• Listed records:
..............................

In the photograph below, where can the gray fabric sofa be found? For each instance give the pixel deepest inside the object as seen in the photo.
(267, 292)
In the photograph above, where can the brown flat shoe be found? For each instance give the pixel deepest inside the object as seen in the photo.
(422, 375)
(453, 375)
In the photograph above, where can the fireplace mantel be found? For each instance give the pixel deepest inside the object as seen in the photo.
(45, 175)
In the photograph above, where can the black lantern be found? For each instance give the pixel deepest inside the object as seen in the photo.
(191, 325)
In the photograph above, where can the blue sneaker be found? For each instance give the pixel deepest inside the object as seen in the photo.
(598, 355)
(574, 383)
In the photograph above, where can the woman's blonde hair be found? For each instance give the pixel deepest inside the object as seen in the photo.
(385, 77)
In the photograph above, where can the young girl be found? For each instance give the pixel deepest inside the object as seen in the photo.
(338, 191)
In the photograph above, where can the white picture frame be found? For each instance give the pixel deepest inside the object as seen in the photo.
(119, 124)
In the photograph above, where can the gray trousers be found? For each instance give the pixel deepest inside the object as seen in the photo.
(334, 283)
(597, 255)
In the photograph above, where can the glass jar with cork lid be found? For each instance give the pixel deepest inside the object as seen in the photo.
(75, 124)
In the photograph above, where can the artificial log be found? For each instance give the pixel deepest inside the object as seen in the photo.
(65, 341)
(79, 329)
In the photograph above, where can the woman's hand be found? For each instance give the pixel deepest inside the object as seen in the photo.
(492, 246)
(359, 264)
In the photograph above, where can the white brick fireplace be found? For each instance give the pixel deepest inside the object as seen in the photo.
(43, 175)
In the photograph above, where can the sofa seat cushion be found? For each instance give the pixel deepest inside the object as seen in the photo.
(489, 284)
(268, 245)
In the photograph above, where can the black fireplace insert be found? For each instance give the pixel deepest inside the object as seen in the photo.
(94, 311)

..............................

• Exercise directions: Restate all of the entries exactly, please.

• Task result:
In the photograph below, where can the gray fabric sofa be found? For each instance give the pixel deepest inside the object as seen in the photo.
(267, 292)
In the photograph above, where can the brown flat shoe be found? For each instance give the pixel deepest inside the object as seen in the photo.
(422, 375)
(453, 375)
In the photograph above, where can the fireplace mantel be found? For each instance give the pixel deepest inside the object as seen in the photo.
(45, 175)
In the photograph above, where can the black lantern be found? For each instance give the pixel deepest inside the object as seen in the photo.
(191, 325)
In the photograph above, where can the blue sneaker be found? For each instance give the pixel deepest inside the object as seen in the photo.
(598, 355)
(574, 383)
In the photograph above, where can the woman's blonde hair be found? For each instance give the pixel deepest inside the object as seen in the photo.
(385, 77)
In the photograph above, where can the young girl be found? For each instance give the pixel deepest inside the object as seen in the photo.
(338, 191)
In the photograph above, where can the white picture frame be found? For each instance give the pixel deepest inside the object as seen in the photo.
(119, 124)
In the photograph above, where can the gray trousers be found? For each instance give the pixel deepest inside the object as seen in the photo.
(334, 283)
(597, 255)
In the photograph above, where can the glass jar with cork lid be found? For each instance give the pixel deepest inside the object as seen in the photo.
(75, 124)
In the photograph above, where can the artificial log be found? For each instance give the pixel deepest inside the object as seen in the photo.
(65, 341)
(79, 329)
In the photograph above, where can the woman's hand be found? For each instance give the pixel deepest inside the object as seen in the photo.
(492, 246)
(359, 264)
In the photograph above, where can the white brick fireplace be found? For each instance give the pixel deepest inside the object as seen in the photo.
(43, 175)
In the photograph above, where can the sofa seat cushion be found? For each instance give the pixel deepest inside the object as seen in the photo.
(489, 284)
(268, 245)
In the photograph above, where can the black fireplace insert be found? For each instance give the pixel deepest inside the object as seen in the photo.
(94, 311)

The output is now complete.